■ Source passage:

CODEWITHSUNDEEP
pythonpython-2.7
mypointis
mypointis

Reputation: 38

Rearrange the output of a dictionary (Python)

I have the following code: 

dic = {'key1': [0, 0, 0], 'key2': [1, 1, 1], 'key3': [2, 2, 2]}

keys = dic.keys()
values = dic.values()

for i in range(0, len(keys)):
    print keys[i]
    for j in range(0, len(values)):
        print values[i][j]

The output that it produces is the following:

key3
2
2
2
key2
1
1
1
key1
0
0
0

What I would like to have is the following output:

key3 key2 key1
2    1    0
2    1    0
2    1    0

Thanks a lot!

Upvotes: 1

Views: 446

Answers (6)

dawg
dawg

Reputation: 103874

You could do something like this:

dic = {'key1': [0, 0, 0], 'key2': [1, 1, 1], 'key3': [2, 2, 22222]}

def printTable (tbl, borderHorizontal = '-', borderVertical = '|', borderCross = '+'):
    cols = [list(x) for x in zip(*tbl)]
    lengths = [max(map(len, map(str, col))) for col in cols]
    f = borderVertical + borderVertical.join(' {:>%d} ' % l for l in lengths) + borderVertical
    s = borderCross + borderCross.join(borderHorizontal * (l+2) for l in lengths) + borderCross

    print(s)
    for row in tbl:
        print(f.format(*row))
        print(s)

sorted_keys=sorted(dic.keys(),reverse=True)
table=[sorted_keys]
for row in zip(*[dic[k] for k in sorted_keys]):
    table.append(list(row))

printTable(table)

Prints

+-------+------+------+
|  key3 | key2 | key1 |
+-------+------+------+
|     2 |    1 |    0 |
+-------+------+------+
|     2 |    1 |    0 |
+-------+------+------+
| 22222 |    1 |    0 |
+-------+------+------+

Upvotes: 0

Inbar Rose
Inbar Rose

Reputation: 43447

This does it.

■ Task instructions:
a - Restate the code paragraph in the forum thread that begins "def printTable" as a short list of the steps it carries out.
b - Print the part of the forum thread starting at "Rearrange the output" and ending at "keys = dic.keys()".
The listing has no role in what is asked here.

■ Dataset rows:

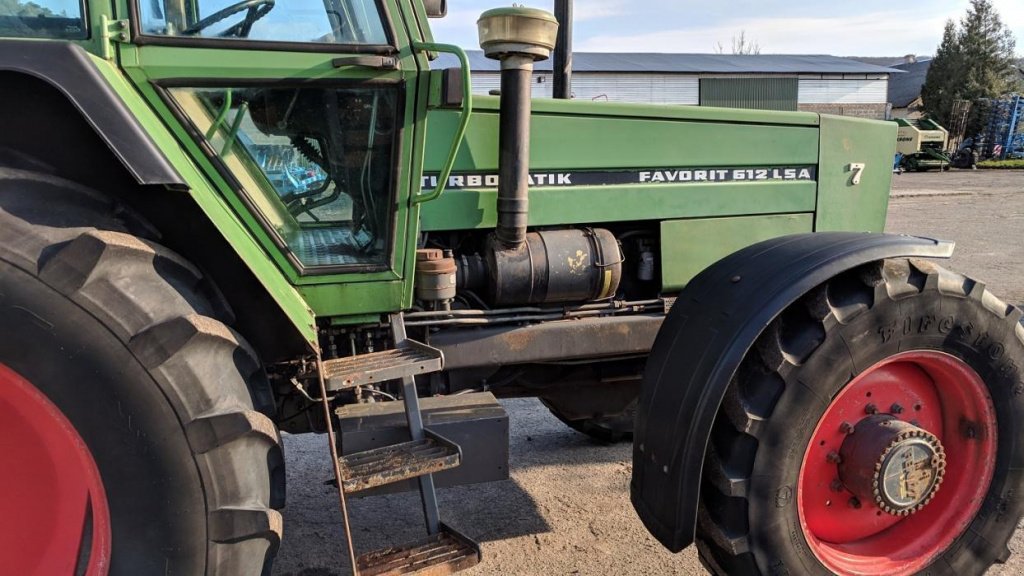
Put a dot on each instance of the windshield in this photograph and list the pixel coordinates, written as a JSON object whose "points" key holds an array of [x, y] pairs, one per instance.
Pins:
{"points": [[330, 22], [42, 18]]}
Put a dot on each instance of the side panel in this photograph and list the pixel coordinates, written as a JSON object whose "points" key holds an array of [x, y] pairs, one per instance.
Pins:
{"points": [[843, 205], [690, 246], [650, 142], [213, 205], [68, 68]]}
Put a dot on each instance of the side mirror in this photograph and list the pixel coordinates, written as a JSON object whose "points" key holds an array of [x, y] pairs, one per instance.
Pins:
{"points": [[435, 8]]}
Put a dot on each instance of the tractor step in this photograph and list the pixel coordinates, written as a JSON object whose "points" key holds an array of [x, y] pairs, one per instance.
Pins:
{"points": [[444, 552], [411, 359], [364, 470]]}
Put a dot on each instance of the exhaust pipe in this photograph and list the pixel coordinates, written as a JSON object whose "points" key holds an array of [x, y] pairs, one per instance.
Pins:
{"points": [[558, 265], [518, 37]]}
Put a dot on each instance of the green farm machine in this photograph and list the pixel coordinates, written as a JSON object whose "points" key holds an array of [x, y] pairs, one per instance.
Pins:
{"points": [[221, 221], [921, 145]]}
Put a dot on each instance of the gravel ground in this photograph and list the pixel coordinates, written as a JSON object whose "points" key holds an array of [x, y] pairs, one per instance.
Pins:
{"points": [[566, 509]]}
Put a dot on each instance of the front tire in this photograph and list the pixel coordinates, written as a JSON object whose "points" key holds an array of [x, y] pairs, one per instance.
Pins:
{"points": [[128, 342], [903, 343]]}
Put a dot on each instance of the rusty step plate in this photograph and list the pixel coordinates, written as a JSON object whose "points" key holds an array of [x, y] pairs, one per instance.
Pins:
{"points": [[445, 552], [364, 470], [412, 359]]}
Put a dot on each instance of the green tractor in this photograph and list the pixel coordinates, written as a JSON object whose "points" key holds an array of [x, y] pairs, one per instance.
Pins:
{"points": [[220, 221]]}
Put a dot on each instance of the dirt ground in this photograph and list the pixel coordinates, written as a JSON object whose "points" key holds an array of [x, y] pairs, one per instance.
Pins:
{"points": [[566, 509]]}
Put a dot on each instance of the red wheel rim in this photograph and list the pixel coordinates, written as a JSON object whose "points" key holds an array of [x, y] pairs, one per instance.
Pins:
{"points": [[55, 515], [937, 393]]}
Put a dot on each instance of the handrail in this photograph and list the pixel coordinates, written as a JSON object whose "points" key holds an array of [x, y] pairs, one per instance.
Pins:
{"points": [[467, 107]]}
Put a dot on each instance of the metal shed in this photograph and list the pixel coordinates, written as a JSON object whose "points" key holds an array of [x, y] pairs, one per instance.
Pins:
{"points": [[818, 83]]}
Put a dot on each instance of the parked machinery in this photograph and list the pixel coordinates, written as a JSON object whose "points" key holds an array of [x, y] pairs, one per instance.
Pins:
{"points": [[921, 145], [220, 222]]}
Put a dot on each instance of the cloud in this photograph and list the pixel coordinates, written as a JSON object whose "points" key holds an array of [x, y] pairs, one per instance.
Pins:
{"points": [[597, 9]]}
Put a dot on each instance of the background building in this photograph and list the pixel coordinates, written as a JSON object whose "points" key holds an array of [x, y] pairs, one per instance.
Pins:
{"points": [[815, 83]]}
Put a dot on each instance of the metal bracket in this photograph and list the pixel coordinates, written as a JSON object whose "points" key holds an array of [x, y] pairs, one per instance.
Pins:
{"points": [[111, 32], [378, 63]]}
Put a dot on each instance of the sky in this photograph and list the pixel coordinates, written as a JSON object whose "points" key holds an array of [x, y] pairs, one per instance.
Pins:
{"points": [[864, 28]]}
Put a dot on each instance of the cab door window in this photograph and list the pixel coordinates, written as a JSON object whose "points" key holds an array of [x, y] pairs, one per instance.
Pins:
{"points": [[316, 164], [321, 22], [43, 18]]}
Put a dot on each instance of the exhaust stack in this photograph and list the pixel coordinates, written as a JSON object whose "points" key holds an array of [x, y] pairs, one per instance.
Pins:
{"points": [[518, 37], [555, 265]]}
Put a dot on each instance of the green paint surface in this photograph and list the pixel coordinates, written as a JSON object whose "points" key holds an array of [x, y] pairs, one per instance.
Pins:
{"points": [[843, 205], [584, 135], [213, 205], [459, 209], [690, 246]]}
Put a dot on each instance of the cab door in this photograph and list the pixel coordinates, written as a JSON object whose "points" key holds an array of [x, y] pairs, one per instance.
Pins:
{"points": [[305, 115]]}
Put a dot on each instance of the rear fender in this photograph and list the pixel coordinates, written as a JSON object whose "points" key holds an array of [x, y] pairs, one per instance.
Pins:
{"points": [[713, 324]]}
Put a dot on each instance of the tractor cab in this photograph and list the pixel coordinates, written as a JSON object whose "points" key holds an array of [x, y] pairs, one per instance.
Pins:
{"points": [[329, 22]]}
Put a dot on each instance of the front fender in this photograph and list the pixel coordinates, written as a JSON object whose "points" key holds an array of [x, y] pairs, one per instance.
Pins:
{"points": [[713, 324]]}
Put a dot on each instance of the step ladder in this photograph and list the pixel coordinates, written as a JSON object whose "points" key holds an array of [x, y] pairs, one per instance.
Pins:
{"points": [[443, 550]]}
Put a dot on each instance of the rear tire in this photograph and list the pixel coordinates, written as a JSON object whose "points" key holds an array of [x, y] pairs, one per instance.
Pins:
{"points": [[128, 340], [755, 517]]}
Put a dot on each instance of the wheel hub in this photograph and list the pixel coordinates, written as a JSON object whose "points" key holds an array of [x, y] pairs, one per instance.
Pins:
{"points": [[893, 463]]}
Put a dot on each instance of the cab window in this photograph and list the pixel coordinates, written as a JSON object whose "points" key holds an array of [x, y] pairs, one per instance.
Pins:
{"points": [[316, 164], [322, 22], [43, 18]]}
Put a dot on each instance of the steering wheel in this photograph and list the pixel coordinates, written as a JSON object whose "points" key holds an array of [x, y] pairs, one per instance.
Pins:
{"points": [[257, 9]]}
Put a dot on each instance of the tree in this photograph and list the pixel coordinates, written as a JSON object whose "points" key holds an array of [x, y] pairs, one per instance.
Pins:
{"points": [[741, 45], [974, 60]]}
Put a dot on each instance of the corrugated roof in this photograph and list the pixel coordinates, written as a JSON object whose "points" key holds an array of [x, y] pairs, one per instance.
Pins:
{"points": [[688, 64]]}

■ List of solutions:
a -
- Takes a table plus optional horizontal, vertical, and cross border characters (defaults "-", "|", "+").
- Turns the table's rows into columns with zip.
- Finds the widest string value in each column.
- Builds a row format that right-aligns each value to its column width, with a space on each side and vertical borders between and around the fields.
- Builds a separator line of horizontal characters, two longer than each column width, joined and capped by cross characters.
- Prints the separator, then prints each formatted row followed by the separator.

b -
Rearrange the output of a dictionary (Python)

I have the following code: 

dic = {'key1': [0, 0, 0], 'key2': [1, 1, 1], 'key3': [2, 2, 2]}

keys = dic.keys()